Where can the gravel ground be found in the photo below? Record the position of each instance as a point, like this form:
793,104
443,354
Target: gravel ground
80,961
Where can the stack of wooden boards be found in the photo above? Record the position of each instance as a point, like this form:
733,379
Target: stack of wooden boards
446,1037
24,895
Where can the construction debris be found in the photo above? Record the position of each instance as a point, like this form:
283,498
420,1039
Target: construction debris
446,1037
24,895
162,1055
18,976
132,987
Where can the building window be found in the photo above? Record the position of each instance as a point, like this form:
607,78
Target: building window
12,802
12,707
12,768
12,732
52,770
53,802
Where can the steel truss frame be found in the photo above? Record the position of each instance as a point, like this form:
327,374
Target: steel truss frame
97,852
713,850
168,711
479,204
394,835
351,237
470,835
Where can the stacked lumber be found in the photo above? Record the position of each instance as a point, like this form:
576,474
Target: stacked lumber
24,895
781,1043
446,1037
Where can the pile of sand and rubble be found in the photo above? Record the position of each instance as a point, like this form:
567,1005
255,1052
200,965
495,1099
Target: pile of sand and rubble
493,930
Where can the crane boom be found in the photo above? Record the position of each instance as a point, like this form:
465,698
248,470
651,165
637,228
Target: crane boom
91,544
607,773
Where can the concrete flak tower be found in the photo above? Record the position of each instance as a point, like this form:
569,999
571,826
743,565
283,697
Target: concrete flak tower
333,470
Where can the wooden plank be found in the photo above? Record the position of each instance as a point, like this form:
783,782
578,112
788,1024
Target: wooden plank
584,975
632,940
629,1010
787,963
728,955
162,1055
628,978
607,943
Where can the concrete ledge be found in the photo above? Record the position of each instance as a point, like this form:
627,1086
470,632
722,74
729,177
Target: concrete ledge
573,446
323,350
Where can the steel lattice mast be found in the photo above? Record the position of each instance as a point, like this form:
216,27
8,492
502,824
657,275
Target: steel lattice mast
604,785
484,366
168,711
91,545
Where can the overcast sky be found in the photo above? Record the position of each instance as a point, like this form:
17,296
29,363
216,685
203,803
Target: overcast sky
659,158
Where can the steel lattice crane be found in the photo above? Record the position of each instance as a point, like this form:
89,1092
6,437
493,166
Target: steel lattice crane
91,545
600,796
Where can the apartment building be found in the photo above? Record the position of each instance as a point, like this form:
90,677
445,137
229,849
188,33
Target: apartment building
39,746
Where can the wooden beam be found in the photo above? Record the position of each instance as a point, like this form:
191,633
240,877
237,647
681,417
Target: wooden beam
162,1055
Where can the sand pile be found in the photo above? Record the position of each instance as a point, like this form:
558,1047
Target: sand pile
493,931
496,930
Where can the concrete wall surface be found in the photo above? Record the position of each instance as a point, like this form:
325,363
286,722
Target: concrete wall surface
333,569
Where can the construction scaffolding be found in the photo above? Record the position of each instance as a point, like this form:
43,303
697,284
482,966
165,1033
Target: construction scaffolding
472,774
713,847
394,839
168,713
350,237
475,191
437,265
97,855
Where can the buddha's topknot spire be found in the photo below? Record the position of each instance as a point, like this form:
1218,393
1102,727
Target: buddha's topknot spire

────────────────────────────────────────

◆ **Given problem**: Give back exactly the lines from the line holding "Where can the wooden beam" through the last line of the listing, including both.

◆ **In response**:
Where can the wooden beam be found in the photo above? Record the position of each instance as a point, like this form:
191,633
240,877
237,647
681,417
Target: wooden beam
162,1055
Where can the sand pile be found in the photo above? Record the position of each instance as a point, like this form:
558,1047
Target: sand pile
493,931
496,930
Where can the concrete wall surface be found in the photo above? Record the position of each instance as a point, like this form:
325,363
286,722
Target: concrete wall surface
333,569
Where can the construction scaffolding be found in the photo above? Record the position of each instance as a point, like this form:
43,303
697,284
482,966
165,1033
Target: construction scaffolding
472,774
713,847
394,839
168,713
350,237
475,191
437,265
97,855
Where can the buddha's topknot spire be found in the photo below? Record the position of each instance as a point, like this form:
1218,393
1102,727
Target: buddha's topknot spire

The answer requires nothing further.